* TASK PROMPT *
Lay out every line of the records below as a numbered list, skipping any blank lines.

* MATERIAL FOR THIS EXERCISE *
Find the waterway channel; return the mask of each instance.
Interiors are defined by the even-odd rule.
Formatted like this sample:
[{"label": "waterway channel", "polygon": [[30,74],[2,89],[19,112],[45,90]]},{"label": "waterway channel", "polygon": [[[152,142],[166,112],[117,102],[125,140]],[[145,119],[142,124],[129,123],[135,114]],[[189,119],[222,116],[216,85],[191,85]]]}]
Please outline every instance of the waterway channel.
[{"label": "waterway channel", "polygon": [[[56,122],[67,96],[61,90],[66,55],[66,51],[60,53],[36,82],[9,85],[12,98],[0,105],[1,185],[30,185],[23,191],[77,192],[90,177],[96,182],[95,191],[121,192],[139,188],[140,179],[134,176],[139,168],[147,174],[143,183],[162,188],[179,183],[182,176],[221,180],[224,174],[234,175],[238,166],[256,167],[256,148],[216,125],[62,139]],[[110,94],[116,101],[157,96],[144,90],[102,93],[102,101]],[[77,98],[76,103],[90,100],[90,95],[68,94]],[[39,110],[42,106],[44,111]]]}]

* OUTPUT FOR THIS TASK *
1. Find the waterway channel; return the mask of each instance.
2. Interiors are defined by the even-odd rule.
3. Formatted like this sample:
4. [{"label": "waterway channel", "polygon": [[30,74],[2,89],[19,112],[45,90]]},{"label": "waterway channel", "polygon": [[[152,142],[166,112],[117,102],[125,140]],[[145,119],[142,124],[129,123],[135,114]],[[189,119],[222,116],[216,85],[191,85]]]}]
5. Please outline every instance of the waterway channel.
6. [{"label": "waterway channel", "polygon": [[[56,122],[67,96],[61,90],[66,55],[66,51],[60,53],[36,82],[9,85],[12,98],[0,105],[1,185],[30,185],[23,191],[77,192],[90,177],[96,182],[95,191],[121,192],[139,188],[140,179],[134,176],[139,168],[147,174],[143,183],[162,188],[179,183],[182,176],[221,180],[224,174],[234,175],[238,166],[256,167],[256,148],[216,125],[62,139]],[[110,94],[116,101],[157,96],[144,90],[102,93],[102,101]],[[77,98],[76,103],[90,100],[90,95],[68,94]],[[39,110],[42,106],[44,111]]]}]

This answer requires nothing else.